--- ENTRIES SUPPLIED Enclosed Below ---
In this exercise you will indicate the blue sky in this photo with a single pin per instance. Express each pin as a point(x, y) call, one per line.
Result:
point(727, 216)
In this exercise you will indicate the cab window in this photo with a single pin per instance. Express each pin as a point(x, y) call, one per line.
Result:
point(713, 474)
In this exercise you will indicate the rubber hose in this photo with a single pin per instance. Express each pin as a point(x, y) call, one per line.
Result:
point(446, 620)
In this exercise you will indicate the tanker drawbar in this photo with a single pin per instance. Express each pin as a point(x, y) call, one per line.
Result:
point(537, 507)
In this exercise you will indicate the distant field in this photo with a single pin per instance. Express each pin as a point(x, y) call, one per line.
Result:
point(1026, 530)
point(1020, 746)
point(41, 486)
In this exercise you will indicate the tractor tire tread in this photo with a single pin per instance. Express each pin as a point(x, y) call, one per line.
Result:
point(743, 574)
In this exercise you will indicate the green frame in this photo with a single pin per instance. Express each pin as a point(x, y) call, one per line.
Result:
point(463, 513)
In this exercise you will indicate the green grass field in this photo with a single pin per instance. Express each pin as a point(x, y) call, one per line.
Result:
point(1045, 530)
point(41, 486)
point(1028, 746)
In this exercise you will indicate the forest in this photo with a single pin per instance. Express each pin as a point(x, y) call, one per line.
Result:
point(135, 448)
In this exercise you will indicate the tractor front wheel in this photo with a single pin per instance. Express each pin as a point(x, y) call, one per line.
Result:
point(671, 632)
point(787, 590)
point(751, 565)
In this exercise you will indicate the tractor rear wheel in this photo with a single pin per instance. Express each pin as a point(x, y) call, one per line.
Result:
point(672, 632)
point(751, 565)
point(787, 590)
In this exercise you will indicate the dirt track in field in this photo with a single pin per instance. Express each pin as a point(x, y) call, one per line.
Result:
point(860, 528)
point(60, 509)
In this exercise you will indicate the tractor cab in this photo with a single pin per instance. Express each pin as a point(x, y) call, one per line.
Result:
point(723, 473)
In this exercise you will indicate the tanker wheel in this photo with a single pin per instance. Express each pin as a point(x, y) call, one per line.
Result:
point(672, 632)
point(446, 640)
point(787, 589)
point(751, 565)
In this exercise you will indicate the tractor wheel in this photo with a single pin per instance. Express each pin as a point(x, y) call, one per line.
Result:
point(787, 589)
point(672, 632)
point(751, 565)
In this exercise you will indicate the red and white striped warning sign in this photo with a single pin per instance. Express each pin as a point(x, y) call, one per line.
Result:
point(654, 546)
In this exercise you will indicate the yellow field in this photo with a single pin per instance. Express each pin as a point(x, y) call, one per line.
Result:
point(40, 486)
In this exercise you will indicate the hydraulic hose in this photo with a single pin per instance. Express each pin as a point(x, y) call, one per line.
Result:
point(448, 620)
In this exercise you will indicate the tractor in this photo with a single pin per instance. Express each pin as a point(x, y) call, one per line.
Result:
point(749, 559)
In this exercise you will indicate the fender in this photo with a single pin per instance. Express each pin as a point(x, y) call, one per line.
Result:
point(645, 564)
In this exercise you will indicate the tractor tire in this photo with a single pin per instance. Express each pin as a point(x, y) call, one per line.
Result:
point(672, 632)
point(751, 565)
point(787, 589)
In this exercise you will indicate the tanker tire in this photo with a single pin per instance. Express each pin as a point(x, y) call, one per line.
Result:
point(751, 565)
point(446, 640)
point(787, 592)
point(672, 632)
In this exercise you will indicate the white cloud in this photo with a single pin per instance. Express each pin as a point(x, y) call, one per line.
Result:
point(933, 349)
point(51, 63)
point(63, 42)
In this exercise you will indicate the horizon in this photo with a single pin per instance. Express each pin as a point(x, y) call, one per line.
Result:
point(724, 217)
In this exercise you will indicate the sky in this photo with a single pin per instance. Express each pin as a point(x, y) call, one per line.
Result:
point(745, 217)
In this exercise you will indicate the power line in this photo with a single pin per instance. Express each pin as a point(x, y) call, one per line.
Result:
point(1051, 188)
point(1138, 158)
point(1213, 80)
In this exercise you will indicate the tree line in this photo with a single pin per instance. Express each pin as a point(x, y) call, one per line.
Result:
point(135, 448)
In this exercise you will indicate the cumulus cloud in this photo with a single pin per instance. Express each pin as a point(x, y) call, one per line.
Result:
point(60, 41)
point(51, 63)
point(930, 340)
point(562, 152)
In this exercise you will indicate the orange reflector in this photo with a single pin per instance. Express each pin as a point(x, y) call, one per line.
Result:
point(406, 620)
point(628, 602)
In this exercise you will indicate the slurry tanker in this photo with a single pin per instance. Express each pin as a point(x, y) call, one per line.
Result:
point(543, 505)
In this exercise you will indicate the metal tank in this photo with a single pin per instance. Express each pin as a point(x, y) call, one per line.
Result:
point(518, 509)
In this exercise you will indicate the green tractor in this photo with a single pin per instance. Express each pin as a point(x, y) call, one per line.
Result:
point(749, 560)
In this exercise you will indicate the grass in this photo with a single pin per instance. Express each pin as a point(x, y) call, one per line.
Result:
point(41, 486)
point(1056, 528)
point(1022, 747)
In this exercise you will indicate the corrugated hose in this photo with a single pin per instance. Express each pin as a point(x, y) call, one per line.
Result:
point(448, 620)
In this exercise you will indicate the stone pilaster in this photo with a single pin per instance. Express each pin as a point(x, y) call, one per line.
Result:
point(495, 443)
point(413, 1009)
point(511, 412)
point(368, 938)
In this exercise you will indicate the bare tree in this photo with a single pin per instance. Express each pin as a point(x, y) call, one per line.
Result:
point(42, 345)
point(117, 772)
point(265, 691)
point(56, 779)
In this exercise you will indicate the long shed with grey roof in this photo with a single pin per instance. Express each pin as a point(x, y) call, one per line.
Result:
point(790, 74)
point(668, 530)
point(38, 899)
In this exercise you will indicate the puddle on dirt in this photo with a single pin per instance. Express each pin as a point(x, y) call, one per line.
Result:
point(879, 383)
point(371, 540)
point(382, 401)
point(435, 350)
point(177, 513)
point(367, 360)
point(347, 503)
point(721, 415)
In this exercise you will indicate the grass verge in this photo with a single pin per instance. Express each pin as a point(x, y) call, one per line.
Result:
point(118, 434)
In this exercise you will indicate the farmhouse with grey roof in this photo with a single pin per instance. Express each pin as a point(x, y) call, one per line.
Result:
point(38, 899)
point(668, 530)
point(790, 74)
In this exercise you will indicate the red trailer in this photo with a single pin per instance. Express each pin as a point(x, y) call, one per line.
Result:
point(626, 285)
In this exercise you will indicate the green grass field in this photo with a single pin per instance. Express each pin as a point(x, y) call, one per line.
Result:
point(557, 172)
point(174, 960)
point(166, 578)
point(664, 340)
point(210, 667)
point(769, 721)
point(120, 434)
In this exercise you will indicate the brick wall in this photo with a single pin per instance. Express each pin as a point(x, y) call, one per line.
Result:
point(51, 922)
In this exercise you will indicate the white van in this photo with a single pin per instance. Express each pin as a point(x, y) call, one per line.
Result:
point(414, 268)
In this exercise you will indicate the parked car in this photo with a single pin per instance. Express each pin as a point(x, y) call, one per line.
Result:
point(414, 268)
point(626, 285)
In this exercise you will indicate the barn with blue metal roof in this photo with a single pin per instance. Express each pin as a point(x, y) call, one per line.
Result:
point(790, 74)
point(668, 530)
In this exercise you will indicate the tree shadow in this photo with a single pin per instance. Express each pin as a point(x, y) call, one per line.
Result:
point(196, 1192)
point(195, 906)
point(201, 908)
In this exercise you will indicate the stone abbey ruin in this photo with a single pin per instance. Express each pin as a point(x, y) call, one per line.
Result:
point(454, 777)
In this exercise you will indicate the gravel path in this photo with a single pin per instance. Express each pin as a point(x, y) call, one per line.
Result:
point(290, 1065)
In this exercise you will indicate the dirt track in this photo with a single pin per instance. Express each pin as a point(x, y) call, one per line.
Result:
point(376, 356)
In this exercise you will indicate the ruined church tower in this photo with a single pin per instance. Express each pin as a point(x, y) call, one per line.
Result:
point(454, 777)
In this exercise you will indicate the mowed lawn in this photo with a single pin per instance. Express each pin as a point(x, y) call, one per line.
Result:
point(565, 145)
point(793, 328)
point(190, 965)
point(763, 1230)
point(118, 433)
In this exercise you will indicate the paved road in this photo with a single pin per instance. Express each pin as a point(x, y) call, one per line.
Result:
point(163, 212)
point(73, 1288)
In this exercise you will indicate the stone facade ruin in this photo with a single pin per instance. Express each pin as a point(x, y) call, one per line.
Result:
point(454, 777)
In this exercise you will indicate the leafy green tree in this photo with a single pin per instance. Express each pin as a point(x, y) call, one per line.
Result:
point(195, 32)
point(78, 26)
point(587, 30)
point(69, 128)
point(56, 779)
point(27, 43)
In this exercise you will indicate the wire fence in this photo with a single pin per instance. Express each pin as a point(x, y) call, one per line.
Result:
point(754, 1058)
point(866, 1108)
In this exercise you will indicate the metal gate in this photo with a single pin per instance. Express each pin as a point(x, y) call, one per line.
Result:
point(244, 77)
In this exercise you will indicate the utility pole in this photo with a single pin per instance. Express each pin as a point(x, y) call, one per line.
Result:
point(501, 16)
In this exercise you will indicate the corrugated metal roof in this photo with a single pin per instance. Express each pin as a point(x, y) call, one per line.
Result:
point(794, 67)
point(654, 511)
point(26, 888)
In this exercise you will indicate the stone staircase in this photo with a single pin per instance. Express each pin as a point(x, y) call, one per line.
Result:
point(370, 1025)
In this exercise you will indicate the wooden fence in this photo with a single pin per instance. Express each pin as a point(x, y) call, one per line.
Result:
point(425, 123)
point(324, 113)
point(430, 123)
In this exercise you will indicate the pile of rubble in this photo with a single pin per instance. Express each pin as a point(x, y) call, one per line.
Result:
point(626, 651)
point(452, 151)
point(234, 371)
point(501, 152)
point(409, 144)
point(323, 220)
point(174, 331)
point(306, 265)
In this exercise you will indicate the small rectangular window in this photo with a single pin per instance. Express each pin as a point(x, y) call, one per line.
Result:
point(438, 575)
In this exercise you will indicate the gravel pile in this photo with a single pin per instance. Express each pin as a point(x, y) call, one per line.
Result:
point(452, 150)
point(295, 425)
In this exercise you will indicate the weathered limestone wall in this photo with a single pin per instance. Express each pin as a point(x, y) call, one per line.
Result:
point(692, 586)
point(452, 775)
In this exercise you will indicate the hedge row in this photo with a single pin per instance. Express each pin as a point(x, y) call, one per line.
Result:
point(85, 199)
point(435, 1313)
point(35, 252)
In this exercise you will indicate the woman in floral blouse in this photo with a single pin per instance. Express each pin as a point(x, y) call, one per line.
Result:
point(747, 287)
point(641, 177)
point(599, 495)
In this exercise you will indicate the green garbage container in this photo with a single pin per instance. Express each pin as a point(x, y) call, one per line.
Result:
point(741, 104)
--- End of Enclosed ENTRIES SUPPLIED ---
> YOUR TASK: Where the line containing "In this exercise you will indicate the hedge" appears in the records above, begin copying and continue through the last line; copy each line exactly and include no others.

> RESPONSE:
In this exercise you will indicate the hedge row in this photo with a single pin per instance. Express each pin as a point(x, y) call, one per line.
Result:
point(85, 199)
point(435, 1313)
point(35, 252)
In this exercise you will indicate the woman in floral blouse in this photo with a single pin per instance. Express each pin as a point(x, y) call, one per line.
Result:
point(747, 287)
point(641, 177)
point(599, 495)
In this exercise you will indicate the green garbage container in this photo with a single pin per instance. Express each pin as a point(x, y) call, one per line.
Result:
point(741, 104)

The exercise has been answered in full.